The records underneath are to be repeated exactly, with the pictures left out.

# START OF Given entries

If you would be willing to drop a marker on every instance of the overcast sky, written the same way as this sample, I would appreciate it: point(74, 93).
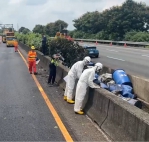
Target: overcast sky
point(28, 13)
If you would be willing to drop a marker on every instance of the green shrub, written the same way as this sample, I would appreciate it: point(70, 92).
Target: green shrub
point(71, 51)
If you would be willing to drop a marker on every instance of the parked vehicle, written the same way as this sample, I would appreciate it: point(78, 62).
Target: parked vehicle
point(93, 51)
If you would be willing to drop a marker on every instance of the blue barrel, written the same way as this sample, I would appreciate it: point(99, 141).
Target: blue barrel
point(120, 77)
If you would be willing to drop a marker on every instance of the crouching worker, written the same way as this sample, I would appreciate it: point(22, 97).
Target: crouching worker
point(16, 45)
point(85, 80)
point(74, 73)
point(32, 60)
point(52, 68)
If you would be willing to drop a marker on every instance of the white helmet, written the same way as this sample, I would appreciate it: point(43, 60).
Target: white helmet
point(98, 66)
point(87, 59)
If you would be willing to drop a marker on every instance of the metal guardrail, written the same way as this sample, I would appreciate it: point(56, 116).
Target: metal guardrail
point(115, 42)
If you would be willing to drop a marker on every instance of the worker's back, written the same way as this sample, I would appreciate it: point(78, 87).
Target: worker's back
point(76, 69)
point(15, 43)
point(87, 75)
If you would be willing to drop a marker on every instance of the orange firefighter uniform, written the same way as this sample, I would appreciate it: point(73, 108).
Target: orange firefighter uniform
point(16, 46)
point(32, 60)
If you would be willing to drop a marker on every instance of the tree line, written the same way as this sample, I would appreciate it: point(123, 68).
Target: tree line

# END OF Given entries

_Expected answer:_
If you would be willing to drop a marker on every instance of the overcast sky, written the same way as this sample, I would appreciate it: point(74, 93).
Target: overcast sky
point(28, 13)
If you would be willing to drop a marker on every instance of the green shrub, written the same way as this sample, I would appreciate it: point(70, 92).
Target: green shrub
point(71, 51)
If you would be willing to drop a marker on every instance of the parked vehicle, written the same way as this sample, I would appreciate it: point(78, 62).
Target: parked vehicle
point(93, 51)
If you would be willing to drop a marker on every instance of the blue barrel, written the same way as this sample, I would appreciate it: point(99, 141).
Target: blue barrel
point(120, 77)
If you would be willing to drop a marker on every instance of the crouching worker, written the same way as this sample, I would appreciate it: point(22, 97).
Target: crouching worker
point(16, 45)
point(85, 80)
point(74, 73)
point(32, 60)
point(52, 68)
If you would be willing to drop a marker on every instance of the white helmet, written the same way as this sample, I would appreciate it: point(43, 60).
Target: white helmet
point(98, 66)
point(87, 59)
If you would be willing to drop a marker on every instance of the metal guardrail, written the same way as this sample, I would appreciate it: point(56, 116).
Target: metal guardrail
point(115, 42)
If you would be willing to drop a marker on every instance of the worker's back, written the same way as this sample, I would appreciate it: point(78, 87).
Target: worker's back
point(76, 69)
point(15, 43)
point(87, 75)
If you would be willing to drop a marker on every instance of the orange firefighter uniform, written the same way as this sample, I would appreciate it: point(73, 108).
Target: orange firefighter uniform
point(16, 46)
point(32, 60)
If you would be willing to drop a marker on every instance of the tree line, written the same way as this sample, I would appreciate it: point(123, 68).
Target: tree line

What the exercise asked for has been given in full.